Problem 1 -
Reproduce the economy forum summary from "At the Imagine" up to and including "new (non-existing) industries.".
Problem 2 -
Continue the summary of the Imagine Change! forum on the economy, picking up after its final sentence.

Discussion: Economy

April 16, 2014

At the Imagine Change! forum on the theme “Economy,” it was suggested that Bhutanese institutions could be made more accountable through regulatory mechanism (with lesser stress on the legal system and the regulatory framework) and by focusing on the internal (individual) attitude to be accountable. Reform in education policy was cited as an important factor in addressing the mismatch of skills and the unemployment problem. However, a participant suggested that instead of matching skills to what is available in job market, perhaps we could think about matching individual interest to creating new (non-existing) industries.

However, it was mentioned that private sector is limited in its capacity to create jobs, hydropower doesn’t create much jobs for Bhutanese anyway, and construction sector which is booming doesn’t attract many Bhutanese. Tourism/hospitality industry was argued to be over-capacitated on one hand and mismatched in skill levels on the other. Agriculture sector is also not growing, leaving the big question unanswered: what are our options for employment? On a positive note, one participant pointed out that we should consider using our cheap hydropower to promote domestic industries and diversify our domestic economy. Employment in cottage, small and medium enterprises and agricultural industries are possible if we choose to use our hydropower within domestic industries than simply exporting electricity.

Data section -
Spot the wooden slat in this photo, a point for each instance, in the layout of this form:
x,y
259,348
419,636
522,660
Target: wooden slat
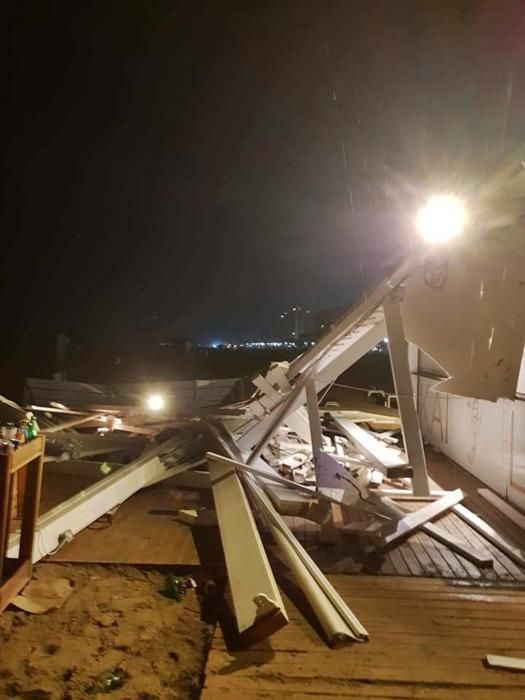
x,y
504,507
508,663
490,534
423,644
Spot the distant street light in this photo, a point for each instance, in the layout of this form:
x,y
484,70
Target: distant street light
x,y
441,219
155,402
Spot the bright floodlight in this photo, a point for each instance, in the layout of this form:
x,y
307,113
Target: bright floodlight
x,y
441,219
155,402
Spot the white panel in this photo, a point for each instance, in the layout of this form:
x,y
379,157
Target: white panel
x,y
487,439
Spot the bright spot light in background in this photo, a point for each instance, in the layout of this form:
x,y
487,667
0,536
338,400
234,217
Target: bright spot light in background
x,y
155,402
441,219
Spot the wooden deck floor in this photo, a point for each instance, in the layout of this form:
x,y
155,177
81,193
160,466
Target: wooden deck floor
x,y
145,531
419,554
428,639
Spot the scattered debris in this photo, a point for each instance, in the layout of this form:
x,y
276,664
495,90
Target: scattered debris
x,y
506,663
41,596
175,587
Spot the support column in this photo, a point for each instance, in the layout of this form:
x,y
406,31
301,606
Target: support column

Exercise answer 1 -
At the Imagine Change! forum on the theme “Economy,” it was suggested that Bhutanese institutions could be made more accountable through regulatory mechanism (with lesser stress on the legal system and the regulatory framework) and by focusing on the internal (individual) attitude to be accountable. Reform in education policy was cited as an important factor in addressing the mismatch of skills and the unemployment problem. However, a participant suggested that instead of matching skills to what is available in job market, perhaps we could think about matching individual interest to creating new (non-existing) industries.

Exercise answer 2 -
From a private sector perspective, equal opportunity through information dissemination, access to finance, including micro-finance, ease in establishing business, and tax policies were said to be important factors in uplifting people at the bottom. Currently it takes 42 days to open a simple business in Bhutan, and most young entrepreneurs have no opportunity to access loans.

It was discussed that pricing for domestic goods in Bhutan is detrimentally high and doesn’t allow the private sector to grow as consumers prefer cheaper goods from across the border. It was pointed out that cost of production are higher in Bhutan, and unless there are preferential policies and fiscal incentives for domestic producers, this would continue to be a hurdle for increasing local production.

On thoughts about GNH-tax system, it was mentioned that it is important people are willing and feel like it is their duty to pay taxes, and this can only happen when government is accountable, responsible and honest to assure that the tax money is spent on an economy that benefits people. In addition, it was offered that anything that promotes joint consumption or benefits health could be taxed less, and anything that can be socially-detrimental (such as individual spending on grooming or social recognition or to fill our “emptiness”) should be taxed more.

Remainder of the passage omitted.